**Action item A:** According to the cricket ground passage, how much soil was dug out during the renovation, and for what purpose?
**Action item B:**
Using the cricket ground passage, decide whether each statement agrees with it. Answer yes or no, and quote the words that decide it.
(i) The ground was first built for cricket.
(ii) Floodlights were installed at the ground in 2009.
(iii) The first ODI at the ground was played between Bangladesh and India.
**Action item C:** Write the next few sentences of the cricket ground passage, picking up after its last sentence.
======== Text block ========
The ground was originally built for football and athletics, and was hence rectangular in shape. To restore it to a shape suitable for cricket, a lot of renovation had to be done, and the athletics tracks had to be dug up. About three feet of soil was excavated to remove the red clay. PVC pipes were fitted before re-filling with rock chips and sand, and then grass. The slope is even, a difference of 29 inches from the wicket to the boundary. The ground was fitted with floodlights in 2009 and is able to host day/night cricket matches.

==First Test, ODI and T20I==
The ground hosted its first Test match on 25 May 2007, when the home team played India. The first ODI took place on 8 December 2006, when Bangladesh played Zimbabwe. On 11 October 2011, the stadium hosted its first T20I, between Bangladesh and West Indies.
======== Information shown ========
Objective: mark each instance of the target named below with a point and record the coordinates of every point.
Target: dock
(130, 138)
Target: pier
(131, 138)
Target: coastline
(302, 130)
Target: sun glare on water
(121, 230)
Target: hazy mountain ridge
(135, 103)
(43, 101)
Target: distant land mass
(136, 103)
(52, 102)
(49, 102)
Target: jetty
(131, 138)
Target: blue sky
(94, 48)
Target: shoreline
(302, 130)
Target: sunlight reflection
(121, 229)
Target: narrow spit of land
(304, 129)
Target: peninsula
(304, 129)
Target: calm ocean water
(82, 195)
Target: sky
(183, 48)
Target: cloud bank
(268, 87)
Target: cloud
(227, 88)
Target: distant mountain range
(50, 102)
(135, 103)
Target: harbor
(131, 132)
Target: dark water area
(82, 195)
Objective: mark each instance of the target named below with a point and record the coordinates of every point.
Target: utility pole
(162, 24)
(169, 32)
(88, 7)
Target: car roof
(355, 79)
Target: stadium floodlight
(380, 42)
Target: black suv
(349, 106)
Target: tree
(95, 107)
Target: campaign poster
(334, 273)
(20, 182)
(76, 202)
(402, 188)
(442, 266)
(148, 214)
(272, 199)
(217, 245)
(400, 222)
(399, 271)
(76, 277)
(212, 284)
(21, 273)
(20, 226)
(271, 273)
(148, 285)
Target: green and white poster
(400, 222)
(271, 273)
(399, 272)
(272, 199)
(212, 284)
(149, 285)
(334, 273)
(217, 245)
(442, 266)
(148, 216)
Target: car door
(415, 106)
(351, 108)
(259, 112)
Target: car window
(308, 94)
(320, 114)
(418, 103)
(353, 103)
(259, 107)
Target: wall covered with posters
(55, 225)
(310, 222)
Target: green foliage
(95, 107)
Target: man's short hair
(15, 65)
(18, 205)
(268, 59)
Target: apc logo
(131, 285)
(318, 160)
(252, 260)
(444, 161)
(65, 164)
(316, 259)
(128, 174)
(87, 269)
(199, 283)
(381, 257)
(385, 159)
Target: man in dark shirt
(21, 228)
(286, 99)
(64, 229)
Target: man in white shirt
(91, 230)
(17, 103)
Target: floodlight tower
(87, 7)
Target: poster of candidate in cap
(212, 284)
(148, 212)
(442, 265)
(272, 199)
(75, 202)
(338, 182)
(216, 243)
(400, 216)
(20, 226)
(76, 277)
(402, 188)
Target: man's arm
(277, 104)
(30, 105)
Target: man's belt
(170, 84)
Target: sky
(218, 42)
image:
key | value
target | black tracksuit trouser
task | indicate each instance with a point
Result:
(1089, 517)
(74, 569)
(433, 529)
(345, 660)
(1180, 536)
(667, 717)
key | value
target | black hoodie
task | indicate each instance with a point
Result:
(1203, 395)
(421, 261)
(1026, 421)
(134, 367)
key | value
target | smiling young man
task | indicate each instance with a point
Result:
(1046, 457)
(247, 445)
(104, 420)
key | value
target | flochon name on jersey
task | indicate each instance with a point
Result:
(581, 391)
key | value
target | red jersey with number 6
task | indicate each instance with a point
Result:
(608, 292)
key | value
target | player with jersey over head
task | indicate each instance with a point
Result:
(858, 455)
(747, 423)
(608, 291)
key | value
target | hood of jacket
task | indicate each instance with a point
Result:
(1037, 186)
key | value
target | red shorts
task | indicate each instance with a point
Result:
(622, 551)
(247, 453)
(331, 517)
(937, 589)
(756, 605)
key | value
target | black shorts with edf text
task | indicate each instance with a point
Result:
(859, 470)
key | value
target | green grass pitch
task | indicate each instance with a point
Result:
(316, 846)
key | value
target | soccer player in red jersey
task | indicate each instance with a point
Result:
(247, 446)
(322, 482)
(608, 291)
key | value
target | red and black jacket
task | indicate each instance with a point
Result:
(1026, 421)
========
**Final answer A:** About three feet of soil was excavated to remove the red clay.

**Final answer B:**
(i) No: "The ground was originally built for football and athletics"
(ii) Yes: "The ground was fitted with floodlights in 2009"
(iii) No: "The first ODI took place on 8 December 2006, when Bangladesh played Zimbabwe"

**Final answer C:**
==Stats and records==

===Stats===

Ground Figures
| Format | P | H | T | N | D/N/T | Inaugural Match | Latest Match | Refs |
| Test | 26 | 8 | 15 | 0 | 3 | 25 May 2007 | 14 June 2023 |  |
| ODIs | 117 | 50 | 50 | 17 | 1 | 8 December 2006 | 3 March 2023 |  |
| T20Is | 61 | 21 | 22 | 18 | 0 | 11 October 2011 | 14 March 2023 |  |
Last updated: Bangladesh v Afghanistan 18 June 2023

- It also hosted 6 matches of ICC Cricket World Cup 2011 while home team played 4 group stage matches against other opponents and 1 was Quarter final between Pakistan and West Indies
- The Stadium hosted all Pool A matches of 2014 ICC World Twenty20 and also Knock out stage matches together with the opening match.
- The venue has hosted all matches of 2012 Asia Cup and Asia Cup 2016, first ever Asia Cup in T20 format, including 2 qualifier matches.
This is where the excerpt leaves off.